Excerpt provided
Latest update January 14th, 2025 3:35 AM
Dec 07, 2015 Letters
Dear Editor,
Reference the; The Commission of Inquiry into the Public Service, I would like to add the following, as it relates to, Pensions in the Public Service, GPF, GDF and Joint Services. If the suggested age of retirement is 60 to 65 years, pension should be ¾ of the present salary (e.g. An Assistant Superintendent currently earns one hundred and twenty-five dollars per month (GY$125,000.00, therefore pension due to a retired ASP or Acting ASP should be $93, 750.00 per month) and increased based on life expectancy. At present in the Guyana Police Force (GPF) retirement is based on: The Completion of 33 1/3 years to get full pension plus retirement at age 55 years; the full pension is half of your present salary for the past three (3) years. I joined the GPF on 21st of March, 1942 and retired on 31st of March, 1979. I joined as a Constable with a pay scale of twenty-eight dollars (GY$28.00) per month. I retired as Acting Superintendent of Police (ASP) with a Substantive rank of Chief Inspector. My Salary was five hundred and seventy-six dollars (GY$576.00) per month and my pension was Two hundred and eighty-eight dollars (GY$288.00) per month.
.I never had an increase in pension, until President Hugh Desmond Hoyte (deceased) took office in 1985 and the subsequent change in government in 1992 when the PPP/C continued the 5% annual increase, while neglecting to make adjustments for inflation and cost of living adjustment. After many years former President Bharrat Jagdeo gave a meager increase and classified the dollar pensioners including Head Masters, high ranking policemen and all senior government ex employees and junior ranks in the police force with 15 years or less service on the same scale (this included barrack labourers, junior ranks in the GPF with 15 years or less service retired medically unfit were lumped in the same pension bracket. This ideologically imposed pension and benefits plan makes no actuarial and economic sense. This failed socialist experiment in a capitalist economy has left pensioners in tatters.
As a result of the above (8), even a Constable retiring today gets more pension than ranks and public servants who previously served in excess of 33 1/3 years.
NIS is compulsory. When a male contributor all his life provided for the benefit of his wife and family dies, his wife gets no benefits from his contribution. In a situation where she is not a housewife and working and paying NIS, she is not entitled to benefit from her husband’s contribution. NIS response is, you cannot draw two pensions. I think it is unfair and unjust, particularly for a housewife without a job and loss of means upon death of a sole bread winner.
Policemen and the Military should be considered separately! They are always on duty, e.g., he has completed his/her tour of duty and whilst going home encounters a crime is committed within view, he/she has to take action. In another scenario he/she may be at home and a crime is committed or there is unrest, action has to be taken in line. In the absence of that special consideration, make allowance for them to be paid overtime.

Stored data entries
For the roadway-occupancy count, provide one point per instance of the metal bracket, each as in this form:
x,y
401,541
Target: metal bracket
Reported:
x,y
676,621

Task to carry out
Please reproduce everything in the pension letter above from "As a result" down to "33 1/3 years.", copying the wording unchanged.

Completed task
As a result of the above (8), even a Constable retiring today gets more pension than ranks and public servants who previously served in excess of 33 1/3 years.